* start Document passage *

That happened 5 years ago and we are still together but I don't give him much credit for it. He was very depressed and moody the first year after giving up the friendship. He refused to leave his position at work so she was going to still be around. I found books that helped like "Detatch and Survive." 

I got through it by becoming more self aware, more self reliant emotionally, physically, and financially. I don't regret staying with him since he is a wonderful father and logistically it would have been too difficult to build my career and take care of our son. We were doing tolerable until this last week when he accidentally called me during a meeting with the same OW. Still don't know what to make of it all yet 💔. This time I am in a better position to cope and I know I will be ok either way. My life does not revolve around him like it did before.


----------



## FeelingBetrayed (Apr 17, 2017)

Jessica38 said:


> Are they still in contact? Your husband had an EA. If you take the steps in Surviving an Affair and treat it like the affair that it was, I think your marriage will have the greatest chance of success in recovering. As it stands, he could be texting with her either via words with friends or another way.

* end Document passage *
* start Dataset *

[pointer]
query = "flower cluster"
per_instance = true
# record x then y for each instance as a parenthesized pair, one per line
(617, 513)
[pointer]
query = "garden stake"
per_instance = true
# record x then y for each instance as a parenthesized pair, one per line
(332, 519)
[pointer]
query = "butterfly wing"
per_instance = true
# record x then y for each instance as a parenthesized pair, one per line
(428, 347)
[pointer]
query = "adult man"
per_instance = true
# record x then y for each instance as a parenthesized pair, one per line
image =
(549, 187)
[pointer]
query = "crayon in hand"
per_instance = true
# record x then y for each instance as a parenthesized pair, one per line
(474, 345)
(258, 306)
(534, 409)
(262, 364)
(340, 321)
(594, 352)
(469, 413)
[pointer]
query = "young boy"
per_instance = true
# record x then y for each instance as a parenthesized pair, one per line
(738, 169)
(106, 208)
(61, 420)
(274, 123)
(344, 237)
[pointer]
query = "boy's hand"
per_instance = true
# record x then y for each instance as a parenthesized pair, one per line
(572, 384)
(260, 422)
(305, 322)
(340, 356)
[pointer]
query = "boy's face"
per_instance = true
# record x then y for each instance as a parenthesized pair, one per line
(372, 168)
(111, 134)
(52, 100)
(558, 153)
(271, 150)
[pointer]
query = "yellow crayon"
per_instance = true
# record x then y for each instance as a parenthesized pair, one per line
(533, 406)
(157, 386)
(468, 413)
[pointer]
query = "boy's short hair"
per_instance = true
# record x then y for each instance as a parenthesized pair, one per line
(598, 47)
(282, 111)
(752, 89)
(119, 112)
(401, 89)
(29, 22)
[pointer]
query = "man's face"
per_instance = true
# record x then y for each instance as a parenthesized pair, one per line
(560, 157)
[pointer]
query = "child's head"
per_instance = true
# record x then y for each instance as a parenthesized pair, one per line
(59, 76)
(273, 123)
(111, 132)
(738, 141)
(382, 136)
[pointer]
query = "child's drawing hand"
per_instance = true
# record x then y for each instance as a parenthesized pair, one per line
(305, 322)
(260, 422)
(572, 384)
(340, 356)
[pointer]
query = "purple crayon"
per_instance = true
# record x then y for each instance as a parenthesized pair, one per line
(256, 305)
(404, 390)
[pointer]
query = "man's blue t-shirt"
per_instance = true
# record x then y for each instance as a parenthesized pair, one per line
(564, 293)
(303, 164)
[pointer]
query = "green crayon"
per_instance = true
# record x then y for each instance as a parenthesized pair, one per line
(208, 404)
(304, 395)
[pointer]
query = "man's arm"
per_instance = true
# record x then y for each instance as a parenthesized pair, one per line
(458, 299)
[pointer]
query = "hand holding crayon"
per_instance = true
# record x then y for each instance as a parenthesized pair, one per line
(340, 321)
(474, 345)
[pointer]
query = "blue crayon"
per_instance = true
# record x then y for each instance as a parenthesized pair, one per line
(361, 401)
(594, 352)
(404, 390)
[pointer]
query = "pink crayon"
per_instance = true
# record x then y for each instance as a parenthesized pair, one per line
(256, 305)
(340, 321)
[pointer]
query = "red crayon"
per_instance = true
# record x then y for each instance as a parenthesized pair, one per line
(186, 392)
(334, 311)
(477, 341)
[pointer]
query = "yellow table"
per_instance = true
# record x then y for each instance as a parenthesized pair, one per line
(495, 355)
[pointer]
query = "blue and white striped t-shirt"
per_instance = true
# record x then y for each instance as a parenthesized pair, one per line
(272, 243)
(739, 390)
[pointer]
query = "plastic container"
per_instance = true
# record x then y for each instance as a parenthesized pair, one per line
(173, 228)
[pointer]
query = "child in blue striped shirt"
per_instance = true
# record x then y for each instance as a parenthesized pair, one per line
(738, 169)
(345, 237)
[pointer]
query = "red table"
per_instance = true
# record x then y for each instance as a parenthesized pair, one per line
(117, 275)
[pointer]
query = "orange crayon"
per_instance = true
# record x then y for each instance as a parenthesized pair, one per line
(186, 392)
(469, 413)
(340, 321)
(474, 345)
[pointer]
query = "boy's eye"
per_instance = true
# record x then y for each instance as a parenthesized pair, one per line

* end Dataset *

## Required work
• 1. In the forum thread about the affair, what book does the writer say helped?
• 2. Quote the forum thread about the affair word for word, everything from "## FeelingBetrayed (Apr" down to "or another way.".
• 3. Continue the forum thread about the affair from where it stops.

## Outputs
• 1. "Detatch and Survive."

• 2.
## FeelingBetrayed (Apr 17, 2017)

Jessica38 said:


> Are they still in contact? Your husband had an EA. If you take the steps in Surviving an Affair and treat it like the affair that it was, I think your marriage will have the greatest chance of success in recovering. As it stands, he could be texting with her either via words with friends or another way.

• 3.
> 
> I'm sorry you're going through this, and the part about reading about EAs while nursing your child is heartbreaking.
> 
> Please don't rug sweep his affair. Your husband has poor boundaries with women. This could easily happen again even if he did end all contact with this woman, though I don't believe that he did based on what you describe.


Thank you for validating my concerns. I thought it was an emotional affair as well. They do not have contact as far as I know. I immediately blocked her cell phone from calls and texts. They do not talk on WWF since I had him block her on there and on Facebook. Is Surviving An Affair an article on here? Even though he initially admitted wrong doing he has since made me feel crazy for being upset and having trust issues. I felt completely heart broken when it was all happening.


----------



## FeelingBetrayed (Apr 17, 2017)

Thestarsarefalling said:


> Your story sounds so similar to mine. My DH got involved with a women at work. Our baby had just turned 6 months and he was telling me how wonderful she was. This was after I found emails of text messages he had saved so he could always remember their flirtation. He made lots of noise that he wanted to leave but never actually would leave. I was an emotional disaster for months.
> 
> That happened 5 years ago and we are still together but I don't give him much credit for it. He was very depressed and moody the first year after giving up the friendship. He refused to leave his position at work so she was going to still be around. I found books that helped like "Detatch and Survive."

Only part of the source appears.